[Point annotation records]
>>>

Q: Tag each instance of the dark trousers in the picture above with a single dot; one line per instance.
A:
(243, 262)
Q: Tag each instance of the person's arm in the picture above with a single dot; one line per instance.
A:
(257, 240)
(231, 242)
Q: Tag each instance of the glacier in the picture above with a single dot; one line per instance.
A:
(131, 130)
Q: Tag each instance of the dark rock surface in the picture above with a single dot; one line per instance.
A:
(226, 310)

<<<

YOUR INSTRUCTIONS =>
Rewrite the listing above, changing every "single dot" to "single point" and leaving everything else the same.

ANSWER TO THE PROBLEM =>
Q: Tag each instance of the dark trousers in the picture above with a single point; one line per instance.
A:
(243, 262)
Q: Tag each instance of the person's arm in the picture above with a single point; one line per instance.
A:
(257, 240)
(231, 242)
Q: Tag each instance of the glacier in the picture above with a single point; one line per instance.
A:
(131, 130)
Q: Tag each instance of the dark rock surface in the picture above with a single point; one line per instance.
A:
(226, 310)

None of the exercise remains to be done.